◆ TASK DIRECTIONS ◆
Once you have read the records below, report how many lines contain the word "windshield", and give nothing besides that number.

◆ RECORDS TO USE ◆
# # # # #
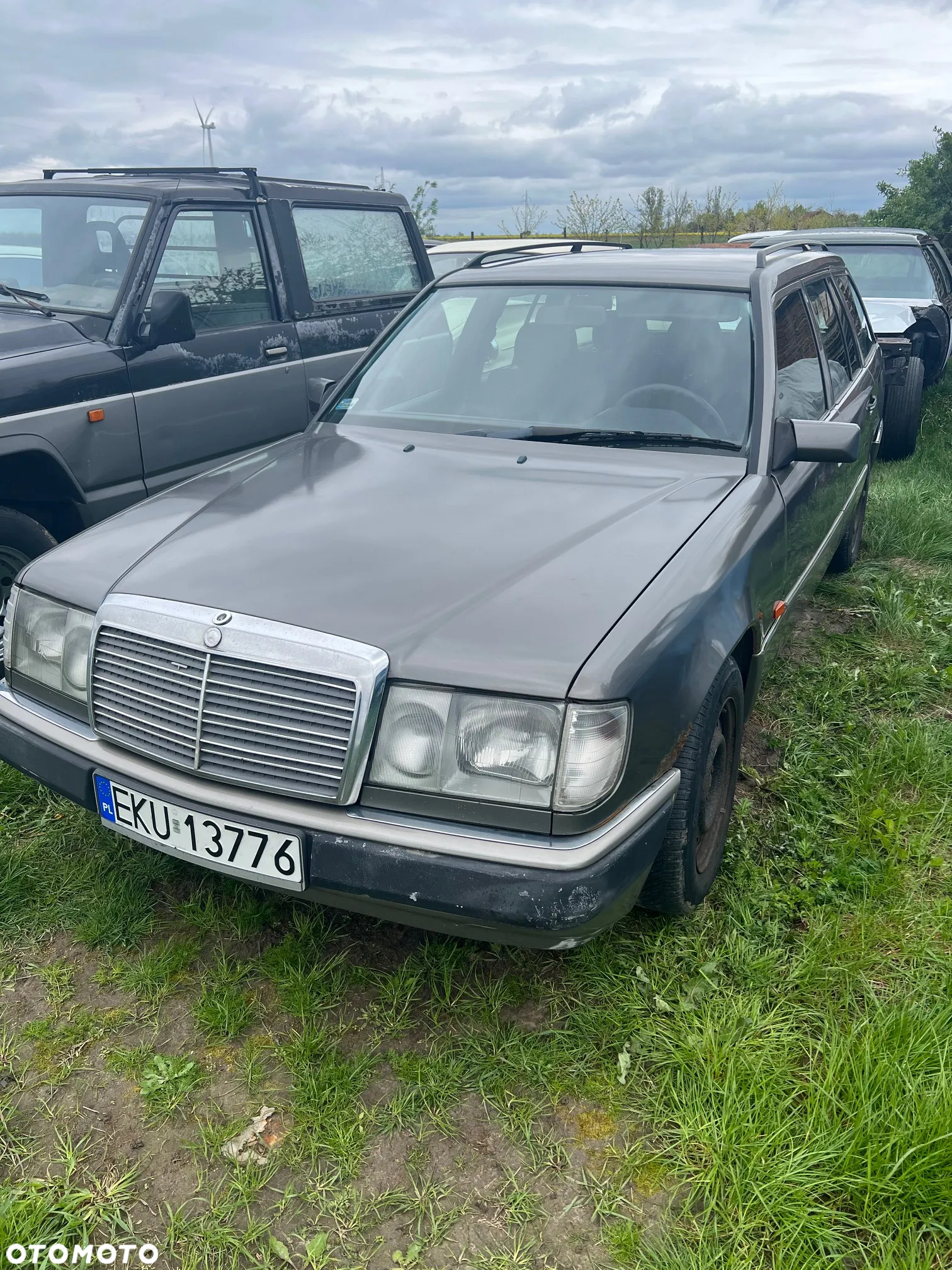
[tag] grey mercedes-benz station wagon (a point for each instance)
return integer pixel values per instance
(475, 652)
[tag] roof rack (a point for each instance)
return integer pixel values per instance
(301, 181)
(249, 173)
(577, 246)
(805, 244)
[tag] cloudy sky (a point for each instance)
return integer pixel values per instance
(489, 98)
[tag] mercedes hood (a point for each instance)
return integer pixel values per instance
(466, 563)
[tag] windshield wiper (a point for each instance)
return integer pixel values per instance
(28, 297)
(603, 437)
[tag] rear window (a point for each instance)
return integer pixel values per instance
(885, 272)
(356, 252)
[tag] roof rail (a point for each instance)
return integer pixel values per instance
(577, 246)
(805, 244)
(249, 173)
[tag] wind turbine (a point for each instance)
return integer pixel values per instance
(206, 132)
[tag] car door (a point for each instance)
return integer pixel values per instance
(361, 268)
(941, 272)
(851, 309)
(802, 394)
(241, 382)
(851, 389)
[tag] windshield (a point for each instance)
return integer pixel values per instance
(649, 362)
(74, 249)
(889, 272)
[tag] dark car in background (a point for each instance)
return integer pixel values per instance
(154, 323)
(905, 280)
(477, 651)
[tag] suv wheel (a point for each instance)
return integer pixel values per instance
(848, 550)
(22, 540)
(693, 846)
(902, 413)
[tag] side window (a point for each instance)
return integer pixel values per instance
(799, 376)
(853, 358)
(830, 335)
(213, 258)
(354, 252)
(854, 307)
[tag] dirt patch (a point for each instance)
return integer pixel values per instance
(762, 752)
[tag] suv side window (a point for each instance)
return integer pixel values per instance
(853, 306)
(800, 394)
(853, 357)
(943, 283)
(213, 257)
(830, 335)
(356, 252)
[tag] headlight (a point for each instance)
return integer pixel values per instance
(47, 644)
(499, 750)
(593, 750)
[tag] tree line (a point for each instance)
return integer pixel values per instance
(659, 217)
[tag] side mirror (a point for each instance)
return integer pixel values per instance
(171, 319)
(318, 389)
(820, 442)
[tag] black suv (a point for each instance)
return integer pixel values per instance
(154, 322)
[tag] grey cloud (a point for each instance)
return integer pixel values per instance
(489, 100)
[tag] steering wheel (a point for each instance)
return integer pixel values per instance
(689, 404)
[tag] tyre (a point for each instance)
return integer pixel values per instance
(848, 550)
(22, 540)
(693, 846)
(902, 413)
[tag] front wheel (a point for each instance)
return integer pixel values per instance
(693, 847)
(22, 539)
(902, 413)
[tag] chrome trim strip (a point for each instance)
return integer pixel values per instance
(327, 357)
(848, 508)
(212, 379)
(497, 846)
(89, 404)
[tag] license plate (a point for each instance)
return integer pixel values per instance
(229, 846)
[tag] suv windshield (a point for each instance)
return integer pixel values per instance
(662, 365)
(889, 272)
(74, 249)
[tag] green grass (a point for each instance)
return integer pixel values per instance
(766, 1085)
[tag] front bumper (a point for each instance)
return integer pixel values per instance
(516, 888)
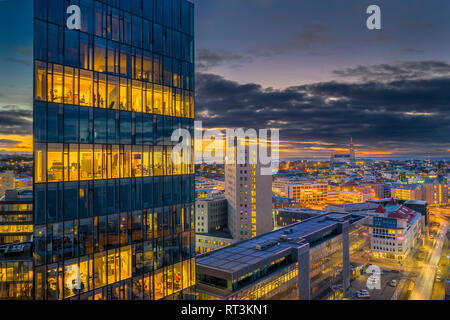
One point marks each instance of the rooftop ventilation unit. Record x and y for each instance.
(266, 244)
(14, 249)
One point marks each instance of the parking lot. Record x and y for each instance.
(384, 293)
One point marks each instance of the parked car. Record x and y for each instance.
(362, 294)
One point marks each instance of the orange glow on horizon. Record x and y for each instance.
(19, 143)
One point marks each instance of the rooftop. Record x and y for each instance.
(16, 252)
(241, 257)
(404, 213)
(14, 195)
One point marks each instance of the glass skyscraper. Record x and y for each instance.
(113, 214)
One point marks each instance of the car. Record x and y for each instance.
(364, 291)
(393, 283)
(362, 294)
(336, 287)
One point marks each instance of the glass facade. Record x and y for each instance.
(113, 215)
(16, 221)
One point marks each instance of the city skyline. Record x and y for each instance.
(299, 74)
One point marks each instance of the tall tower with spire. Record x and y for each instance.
(352, 150)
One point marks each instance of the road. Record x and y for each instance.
(425, 279)
(384, 293)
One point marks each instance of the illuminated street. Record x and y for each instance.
(424, 282)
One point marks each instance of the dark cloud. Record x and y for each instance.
(404, 70)
(309, 37)
(412, 114)
(15, 120)
(207, 59)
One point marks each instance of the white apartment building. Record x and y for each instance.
(249, 195)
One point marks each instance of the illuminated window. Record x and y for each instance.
(158, 161)
(157, 98)
(113, 92)
(86, 162)
(56, 91)
(68, 85)
(98, 162)
(100, 91)
(73, 162)
(55, 162)
(125, 261)
(136, 99)
(41, 81)
(40, 165)
(136, 162)
(123, 94)
(86, 87)
(148, 98)
(100, 269)
(115, 162)
(167, 104)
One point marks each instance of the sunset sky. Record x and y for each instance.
(310, 68)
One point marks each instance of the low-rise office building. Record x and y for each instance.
(16, 271)
(394, 232)
(287, 216)
(303, 261)
(16, 216)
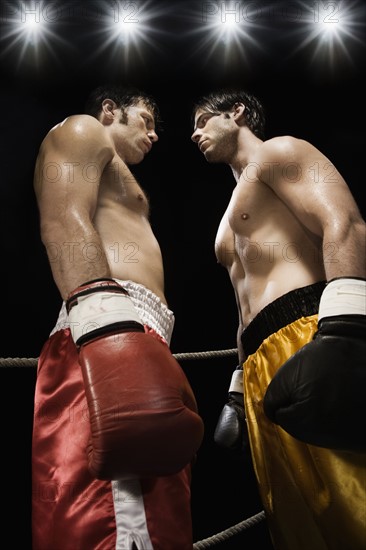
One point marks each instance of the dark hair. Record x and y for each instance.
(123, 96)
(224, 100)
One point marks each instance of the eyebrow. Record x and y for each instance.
(199, 119)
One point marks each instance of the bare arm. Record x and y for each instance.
(67, 175)
(313, 189)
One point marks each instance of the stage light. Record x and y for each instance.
(27, 30)
(332, 29)
(126, 27)
(225, 28)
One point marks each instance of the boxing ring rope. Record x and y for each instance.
(223, 535)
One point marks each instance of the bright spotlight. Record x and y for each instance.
(228, 26)
(332, 28)
(27, 29)
(127, 26)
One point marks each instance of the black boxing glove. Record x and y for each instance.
(231, 430)
(318, 395)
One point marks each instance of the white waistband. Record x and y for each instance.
(151, 310)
# # # # #
◆ SOLUTION TO THIS EXERCISE ◆
3